— begin Data —

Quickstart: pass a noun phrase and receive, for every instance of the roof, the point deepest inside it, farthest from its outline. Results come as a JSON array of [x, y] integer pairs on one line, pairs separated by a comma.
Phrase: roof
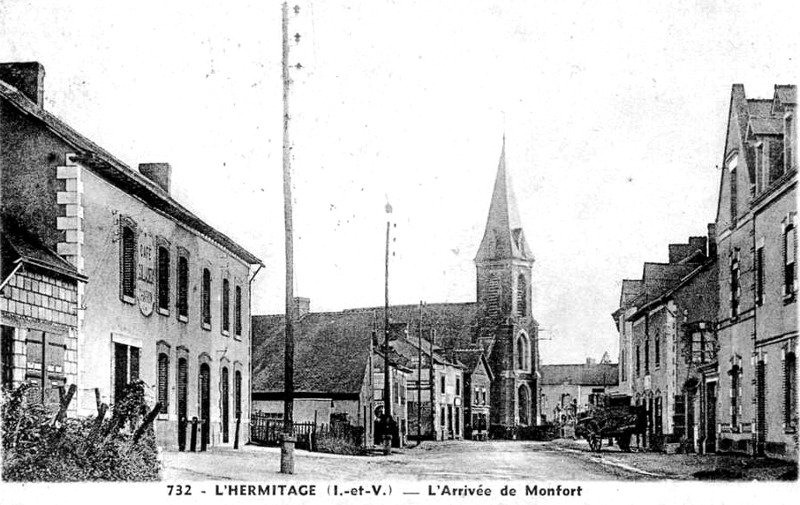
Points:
[[331, 352], [786, 93], [472, 358], [21, 247], [597, 374], [503, 237], [114, 170]]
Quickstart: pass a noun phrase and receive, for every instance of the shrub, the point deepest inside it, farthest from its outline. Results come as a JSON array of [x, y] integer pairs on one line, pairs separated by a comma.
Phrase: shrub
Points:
[[39, 447]]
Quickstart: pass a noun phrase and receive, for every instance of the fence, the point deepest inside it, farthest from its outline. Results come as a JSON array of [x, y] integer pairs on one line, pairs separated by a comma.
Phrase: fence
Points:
[[267, 430]]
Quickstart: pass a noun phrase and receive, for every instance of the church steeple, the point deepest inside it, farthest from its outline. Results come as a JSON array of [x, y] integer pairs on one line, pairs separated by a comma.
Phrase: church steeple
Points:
[[503, 237]]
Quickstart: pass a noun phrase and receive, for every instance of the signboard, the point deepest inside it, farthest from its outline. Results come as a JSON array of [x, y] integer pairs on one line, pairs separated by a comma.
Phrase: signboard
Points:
[[146, 273]]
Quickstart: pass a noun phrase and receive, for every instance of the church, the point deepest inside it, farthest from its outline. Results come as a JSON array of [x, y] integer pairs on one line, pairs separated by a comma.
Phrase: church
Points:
[[498, 329]]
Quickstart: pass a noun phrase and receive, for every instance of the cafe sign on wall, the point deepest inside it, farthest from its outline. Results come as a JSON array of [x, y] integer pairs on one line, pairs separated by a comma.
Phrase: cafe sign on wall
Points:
[[146, 273]]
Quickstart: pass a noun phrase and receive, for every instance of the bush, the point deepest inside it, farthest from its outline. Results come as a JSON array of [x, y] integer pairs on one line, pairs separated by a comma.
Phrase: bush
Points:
[[39, 447]]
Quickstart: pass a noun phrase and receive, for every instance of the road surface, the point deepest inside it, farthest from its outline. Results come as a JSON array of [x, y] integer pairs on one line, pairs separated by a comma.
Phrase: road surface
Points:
[[447, 460]]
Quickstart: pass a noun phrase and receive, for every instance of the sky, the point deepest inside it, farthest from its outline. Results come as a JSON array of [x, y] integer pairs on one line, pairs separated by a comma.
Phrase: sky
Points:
[[614, 115]]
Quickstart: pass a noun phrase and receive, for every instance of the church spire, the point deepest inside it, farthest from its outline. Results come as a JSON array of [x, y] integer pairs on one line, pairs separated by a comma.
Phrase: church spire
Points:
[[503, 238]]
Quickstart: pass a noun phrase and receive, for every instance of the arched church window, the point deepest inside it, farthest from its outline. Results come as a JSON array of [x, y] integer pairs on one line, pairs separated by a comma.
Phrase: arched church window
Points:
[[522, 296]]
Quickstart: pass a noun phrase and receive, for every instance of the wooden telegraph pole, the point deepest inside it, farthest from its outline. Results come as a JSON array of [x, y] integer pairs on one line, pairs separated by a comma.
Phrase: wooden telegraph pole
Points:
[[288, 440]]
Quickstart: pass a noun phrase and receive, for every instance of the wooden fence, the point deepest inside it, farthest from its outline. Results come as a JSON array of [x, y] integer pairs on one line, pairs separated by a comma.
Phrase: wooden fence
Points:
[[266, 430]]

— end Data —

**Exercise:**
Reproduce all of the rows above word for word, leaving out the pictures.

**Result of the exercise:**
Quickstart: pass a noun phrase and receive, for every instance of the roof, the point deepest inside it, farthest from its outline. Results come as a JSON array of [x, y] integer pairs on one line, pairs separated by a comma.
Phrase: roof
Points:
[[331, 352], [786, 93], [472, 358], [21, 247], [597, 374], [503, 237], [114, 170]]
Quickstart: pass a noun phrase and receive, for every instance of the shrub, the point deepest inside it, farthest from its outline. Results come as a JSON array of [x, y] integer pairs on one line, pairs separated by a comma.
Phrase: shrub
Points:
[[39, 447]]
Quickstart: pass a noun phrase and receive, for every instance of the fence, the point deepest inside it, farthest from its outline. Results come as a JSON array of [x, y] integer pairs on one line, pairs separated by a comma.
Phrase: fence
Points:
[[267, 430]]
Quickstart: pass a noun phrase and receive, for every instance of the church steeple, the point deepest inside it, farthest from its outline. Results come as a JSON array of [x, y] integer pairs on one line, pairs separated by a comma.
Phrase: church steeple
Points:
[[503, 237]]
Quickstart: pass a noun phrase and receive, for every instance of the signboard, the point deepest inside it, farthest from its outline. Results come as a JSON array of [x, y] integer pairs on one line, pairs separated by a comma.
Phrase: signboard
Points:
[[146, 273]]
Quickstart: pass a noun phrase and receive, for every instance of the church, the point deepest inside it, farthest from its outline. Results come as a JSON array of [x, y] integer pairs on one line, pairs separated by a comma.
Phrase: church
Points:
[[498, 329]]
Quickstart: pass a noun phrase and receive, for every instance of the cafe sign on wall, the point deepest inside it, farthest from its outline. Results come as a JSON array of [x, y] integer pairs on one line, pairs separated by a comma.
Phrase: cafe sign on wall
Points:
[[146, 273]]
Quickstart: pass a noun phrase and receive, for every instance of the bush, the point deepest inside it, farthest from its outline. Results come as a JSON array of [x, y] integer pairs on one line, pairs separated by a comma.
Phrase: bush
Points:
[[39, 447]]
Quickstart: pass a noun phrase and receive, for every instance of the road surface, the point deepest inside it, farthest from its outline. Results come as a JSON array of [x, y] integer pairs on one line, pairs separated by a comma.
Phrase: road surface
Points:
[[447, 460]]
Quickstart: pass a noun phrase and receive, for every instance of the sky, the point deepest inside it, farthest from its outline. Results come as a JSON array of [x, y] integer pairs on one line, pairs separated by a comma.
Phrase: sky
Points:
[[614, 115]]
Quickstart: pass a noun phrase and receive, for every instance of the church spire, the point deepest inside it, farthest from its outline. Results come as a JSON array of [x, y] integer pairs on one line, pairs separated by a comma.
Phrase: church spire
Points:
[[503, 238]]
Quickstart: pass a noun phrase and receive, for every instance of the arched church window, the point deepest inside it, farthest from its outline. Results come as a JSON array of [x, y] integer pairs on one line, pairs separated by a comma.
Phrase: arched church window
Points:
[[522, 296]]
Quickstart: pass a noun phrase and receive, for every instance of the wooden telegraph pole, the point deepest inside it, farthest from its outline. Results come as a JSON array of [x, y] integer pairs on one line, pairs separated by a comma.
Phrase: wooden telegraph pole
Points:
[[288, 440]]
Quickstart: pass a noun phrase and receive, for every instance of the wooden fence, the point deepest inside it, farthest from its outline. Results come as a JSON array of [x, y] integer pairs on one line, pairs separated by a comma.
Phrase: wooden fence
Points:
[[266, 430]]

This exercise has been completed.